- Given problem A: In the Dartmouth local foods text, why did the task force do most of its 2006 work in small groups rather than as a full body?
- Given problem B: Resume the Dartmouth local foods text from its final sentence, keeping the same voice.

- Text section:
Coming up: We will in February 2007 hold a planned session to match DDS buyers and produce farmers where they can commit to spring, summer, and fall 2007 deliveries. We benefited by the experience of the Hanover Coop staff who have a long history of arranging with farmers over the winter who will grow what for them for the coming year. As we explore possibilities of how this annual meeting will be organized into the future, it could be the DDS staff, an intern for DDS, contracted out to us at Vital Communities every year, or perhaps folded into the Hanover Coop’s process.

Dartmouth College in 2006 waived their standard $2 million insurance requirement for small produce farmers, though the Risk Management office wasn’t at the time willing to put it in writing. DDS staff asked Hanover Coop if their suppliers were required to have $2 million insurance, and they replied that only electricians and other service providers were, and that seemed to be enough for the person in charge at the time. However, Risk Management has had some staff turnover and it is yet to be a formalized policy. Walhowden Farm is able to be a direct supplier because of the waiving of this additional insurance need.

Because of political challenges when the task force always met all together, in 2006 we got together mostly in productive small groups working on specific tasks. At our full group meeting in November we decided to meet as a full task force 2-3 times per year, with most work continuing to be done in small focused groups.

On November 30, Dartmouth held a local foods “Fall Festivus” from 11am-2pm at Collis Café, a dining hall popular with students who seek out vegetarian, vegan, organic, natural, and wholesome meals.

The lunch menu featured several local farm items: elk sausages, beef burgers, apple teabreads, butternut squash spice cake, butternut squash bisque and a five-vegetable curry. There was also free ice cream, pumpkin pie and mulled cider. More than two hundred Dartmouth students, staff and faculty attended, as well as several community members. The elk sausages were especially popular, and ran out within an hour. The Collis Café dining area was decorated with lights, informational posters, informational brochures, and linens on the tables. Students enjoyed speaking with Donn Cann, the elk farmer who produced the sausages. Vital Communities intern Mark Hopkeimer provided information about Upper Valley foods, and Sustainability office intern Emily Jones signed up 44 students to the Dartmouth Sustainability initiative. The students who signed up for the initiative will use re-usable containers and cloth napkins. Feedback was largely positive; students particularly enjoyed the tasty pumpkin pie and the elk sausages.
Vermont Mystic Pie provided twelve pies and we went through three gallons of Strafford Organic Creamery ice cream. Walhowden Farm provided 7 gallons of apple cider. The Fall Festivus was sponsored by the Dartmouth Programming Board and two student groups, the Progressives and Sustainable Dartmouth.
75 surveys, which asked students how much more money they would be willing to pay for local foods, were completed. It has not yet been seriously pursued to increase the cost of dining at Dartmouth. However, if everyone increased their account by $30 per term, at 2500 students, that could increase DDS revenue by $75,000 per term. Even half of that would go a significant way toward sustainably paying for local farm products, and equipment and training needs to implement them fully.

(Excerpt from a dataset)
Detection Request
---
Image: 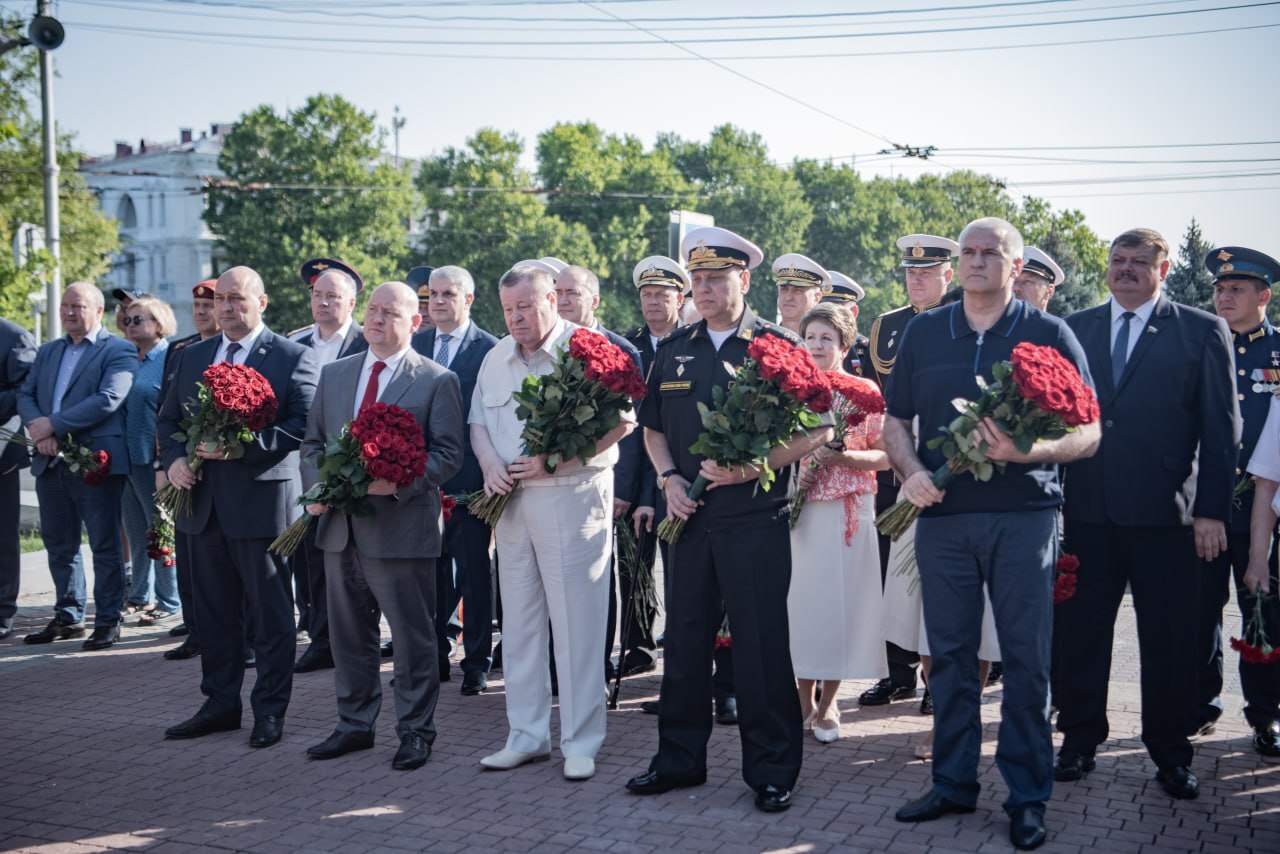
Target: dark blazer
[1064,294,1240,526]
[18,326,138,475]
[411,320,498,495]
[302,350,467,558]
[156,329,320,539]
[288,321,369,359]
[0,318,36,475]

- Task response A: When the task force always met all together, it ran into political challenges. So in 2006 it worked mostly in productive small groups on specific tasks, and in November it decided to keep that approach while meeting as a full task force only two to three times a year.

- Task response B:
During the summer of 2006 Collis Café held a BBQ Day on its outdoor porch. They grilled 4 and 6 oz beef burgers and 6 oz Italian sausage patties from PT Farms in North Haverhill, NH. When asked about their preferences, one couple stated that they had never purchased any meat from the grill before, as it seemed unappealing to them; however, when they saw that it was from a local farm, they figured that it would be high-quality meat, and they subsequently enjoyed their first burger on campus.

Roasted Vermont corn on the cob was popular, and a wrap made with all local farms’ produce. Cabot Cheese sent two boxes of cheddar for the burgers as well as two boxes of the .75 oz samples to give away. Dartmouth Progressives had some free Ben & Jerry’s Ice Cream as well as info about sustainability and local foods. Edgewater Farm cut up and distributed some yellow watermelons, which were surprising new items for many students. Collis reported receiving a lot of positive comments from students for this lunch.

Because it was on a Thursday, Scott Stokoe, the manager of Dartmouth’s Organic Farm, and some student interns were running the Organic Farmstand as well, in the space adjacent to the BBQ.

During Orientation Week this dinner featuring VT/NH farm products served its third annual meal, which has become a regular event. Especially popular were the Riverview apples at the exit door to take home. Students were seen leaving with pocketsful to enjoy later.

Phi Tau, a campus Greek house, held a corn husking contest on its front lawn, inviting students to race for the title of chief corn husker. They provided a selection of flavorings for the cooked corn after the excitement of the contest. About two-three dozen participants enjoyed the warm afternoon and delicious corn.

We updated the draft Institutional Buyers’ Guide again and emailed it out to the DDS buyers. Our intention is to have all farmers and producers listed in it by the time we are done with the project. It is definitely a working draft at this point.

We have a finalized “Farm to Dartmouth” logo. Intern Josh Proper ’10 created the initial shelf talkers and other signs that DDS managers can use to promote their VT & NH sourced farm products. As of the end of 2006 there were signs up to promote all the products regularly available. We have yet to find ways to get the logo up electronically on website menus, physically on large-size posters, and up on signs when the farm products are one ingredient in a recipe.

Refining this purchasing data has been one of the most difficult pieces of the project. It is easy to see why almost no one else tracks their local farm purchases. While we have a part-time intern dedicated to collection and analysis, and DDS staff have been as helpful as they can be, the system is against us. For example, if a farmer sells directly to DDS, all that is needed is to track their year’s accounts payable. However, for anything coming through a distributor of any kind, there is a lot of sorting to do—no business anywhere tracks the state where the farm product originated from, on an invoice.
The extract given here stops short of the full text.